**EXERCISE DIRECTIONS**
Repeat the lines of the material word for word, beginning at the line that contains "of the brown" and continuing to the end of the material, including both ends. Leave out any pictures.

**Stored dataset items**
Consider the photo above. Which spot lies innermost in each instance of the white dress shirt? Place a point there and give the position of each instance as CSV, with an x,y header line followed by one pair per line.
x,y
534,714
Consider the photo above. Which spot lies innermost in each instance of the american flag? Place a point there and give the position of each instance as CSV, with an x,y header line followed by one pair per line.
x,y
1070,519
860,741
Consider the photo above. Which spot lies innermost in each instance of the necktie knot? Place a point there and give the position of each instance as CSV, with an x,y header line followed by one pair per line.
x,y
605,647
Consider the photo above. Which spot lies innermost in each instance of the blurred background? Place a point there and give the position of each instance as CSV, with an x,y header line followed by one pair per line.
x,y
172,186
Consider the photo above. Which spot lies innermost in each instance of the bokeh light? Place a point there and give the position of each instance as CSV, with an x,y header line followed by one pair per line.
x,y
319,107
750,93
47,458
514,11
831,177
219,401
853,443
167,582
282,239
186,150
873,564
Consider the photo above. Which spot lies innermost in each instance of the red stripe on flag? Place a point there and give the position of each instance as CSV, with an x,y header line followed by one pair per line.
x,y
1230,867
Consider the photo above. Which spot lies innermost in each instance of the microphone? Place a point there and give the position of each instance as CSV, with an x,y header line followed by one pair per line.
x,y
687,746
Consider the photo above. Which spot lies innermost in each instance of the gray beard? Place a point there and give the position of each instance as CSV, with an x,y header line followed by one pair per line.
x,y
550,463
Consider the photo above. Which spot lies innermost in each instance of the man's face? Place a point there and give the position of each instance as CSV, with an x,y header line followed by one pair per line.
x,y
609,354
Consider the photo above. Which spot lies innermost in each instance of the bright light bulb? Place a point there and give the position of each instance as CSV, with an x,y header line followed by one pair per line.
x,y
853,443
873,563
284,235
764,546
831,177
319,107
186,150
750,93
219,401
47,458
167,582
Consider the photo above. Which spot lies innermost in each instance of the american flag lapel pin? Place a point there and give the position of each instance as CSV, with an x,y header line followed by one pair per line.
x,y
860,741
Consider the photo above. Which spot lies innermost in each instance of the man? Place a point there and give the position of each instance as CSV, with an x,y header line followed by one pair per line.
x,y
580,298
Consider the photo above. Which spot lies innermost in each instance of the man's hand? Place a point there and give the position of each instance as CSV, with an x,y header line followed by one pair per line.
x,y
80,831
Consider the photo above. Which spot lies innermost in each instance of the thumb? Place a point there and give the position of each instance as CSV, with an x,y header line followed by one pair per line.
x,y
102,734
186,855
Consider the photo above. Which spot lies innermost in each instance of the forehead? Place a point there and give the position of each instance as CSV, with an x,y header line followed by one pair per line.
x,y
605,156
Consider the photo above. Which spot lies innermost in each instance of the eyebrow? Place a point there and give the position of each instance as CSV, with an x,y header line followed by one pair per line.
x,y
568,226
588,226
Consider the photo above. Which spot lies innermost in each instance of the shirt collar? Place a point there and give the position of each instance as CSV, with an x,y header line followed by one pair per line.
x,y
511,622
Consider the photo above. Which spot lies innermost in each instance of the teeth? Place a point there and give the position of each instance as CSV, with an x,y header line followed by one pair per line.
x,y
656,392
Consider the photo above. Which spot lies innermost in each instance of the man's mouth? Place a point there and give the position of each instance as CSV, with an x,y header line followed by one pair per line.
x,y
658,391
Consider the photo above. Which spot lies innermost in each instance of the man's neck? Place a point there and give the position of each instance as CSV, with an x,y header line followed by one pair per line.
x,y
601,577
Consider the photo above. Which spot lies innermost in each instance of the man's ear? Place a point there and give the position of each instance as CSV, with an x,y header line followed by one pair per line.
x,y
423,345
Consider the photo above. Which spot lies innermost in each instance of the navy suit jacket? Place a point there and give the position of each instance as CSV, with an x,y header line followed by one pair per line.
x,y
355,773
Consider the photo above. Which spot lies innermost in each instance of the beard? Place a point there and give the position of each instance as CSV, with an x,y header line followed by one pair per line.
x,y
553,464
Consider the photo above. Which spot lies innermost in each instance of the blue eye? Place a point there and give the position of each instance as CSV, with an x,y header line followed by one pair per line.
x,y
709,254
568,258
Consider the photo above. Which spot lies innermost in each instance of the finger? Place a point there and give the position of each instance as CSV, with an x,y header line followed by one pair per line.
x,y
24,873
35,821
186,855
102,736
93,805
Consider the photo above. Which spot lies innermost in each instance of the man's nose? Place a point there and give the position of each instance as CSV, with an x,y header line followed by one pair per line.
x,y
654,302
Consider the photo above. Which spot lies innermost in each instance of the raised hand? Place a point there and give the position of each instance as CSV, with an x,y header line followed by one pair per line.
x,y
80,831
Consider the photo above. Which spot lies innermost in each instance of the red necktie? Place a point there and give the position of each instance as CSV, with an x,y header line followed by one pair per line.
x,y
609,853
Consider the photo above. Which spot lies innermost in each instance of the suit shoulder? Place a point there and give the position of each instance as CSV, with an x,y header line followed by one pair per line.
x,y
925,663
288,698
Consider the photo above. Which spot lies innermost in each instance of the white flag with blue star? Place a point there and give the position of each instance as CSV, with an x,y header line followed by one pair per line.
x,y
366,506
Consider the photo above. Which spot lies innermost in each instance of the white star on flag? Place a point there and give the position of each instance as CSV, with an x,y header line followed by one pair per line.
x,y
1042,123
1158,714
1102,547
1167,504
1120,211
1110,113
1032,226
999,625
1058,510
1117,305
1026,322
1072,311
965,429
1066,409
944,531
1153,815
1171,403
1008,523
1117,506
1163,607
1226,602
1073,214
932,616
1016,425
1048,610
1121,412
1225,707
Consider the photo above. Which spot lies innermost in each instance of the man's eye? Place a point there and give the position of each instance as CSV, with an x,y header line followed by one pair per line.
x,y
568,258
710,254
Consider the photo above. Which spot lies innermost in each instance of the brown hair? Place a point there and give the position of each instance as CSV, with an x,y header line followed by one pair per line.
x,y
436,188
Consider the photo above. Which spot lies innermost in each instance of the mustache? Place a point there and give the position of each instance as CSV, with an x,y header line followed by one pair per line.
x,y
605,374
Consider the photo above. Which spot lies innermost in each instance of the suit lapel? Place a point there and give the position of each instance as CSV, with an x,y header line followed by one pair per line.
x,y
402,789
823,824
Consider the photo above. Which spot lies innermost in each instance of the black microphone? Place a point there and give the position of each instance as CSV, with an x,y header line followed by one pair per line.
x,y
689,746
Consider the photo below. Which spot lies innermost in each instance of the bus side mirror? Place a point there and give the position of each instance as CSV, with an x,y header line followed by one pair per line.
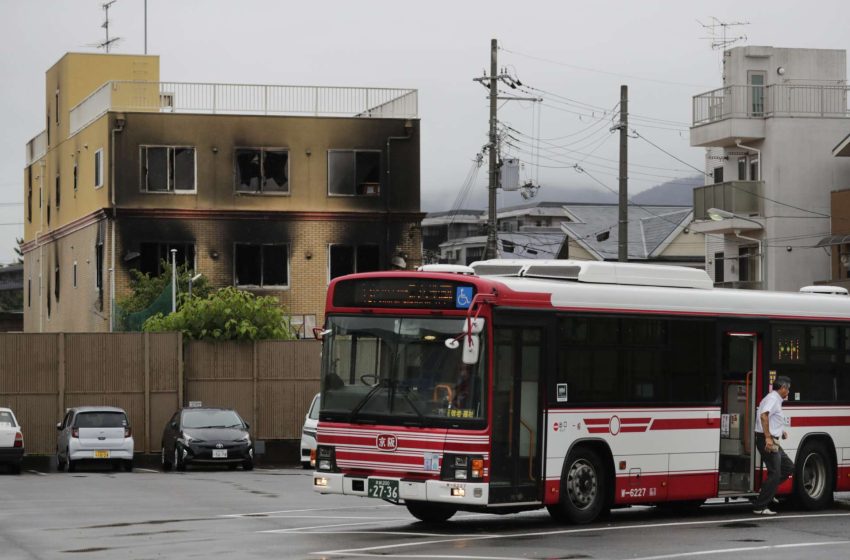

**EXERCISE RESPONSE**
Consider the photo above. Which spot lies innermost in each instance of the brown hair? Place a point there and give the position of each instance as CSV, with an x,y header line followed by one pair per line.
x,y
436,188
Consider the photo above. Which spot lies innermost in each instance of the mustache? Place a point there and give the position of each instance as CSV, with an x,y header line followed by one pair per line.
x,y
605,374
Consider the photo above. Which spot lies innermost in each instance of the suit lapel? Place a point there and give the position of each instance as CSV, with an x,y header line followed by one pair per line.
x,y
402,789
823,824
Consider the photo above. Which spot lies innermost in each instance of the black microphone? Place a point there and give the position of each instance as CSV, with an x,y header line followed by one pair per line.
x,y
689,746
Consider the photo below. Which spot lies innermost in each instance of the bus side mirror? Place a point there and give the position of each instance as CSV, with an x,y header line followed by one pair per line.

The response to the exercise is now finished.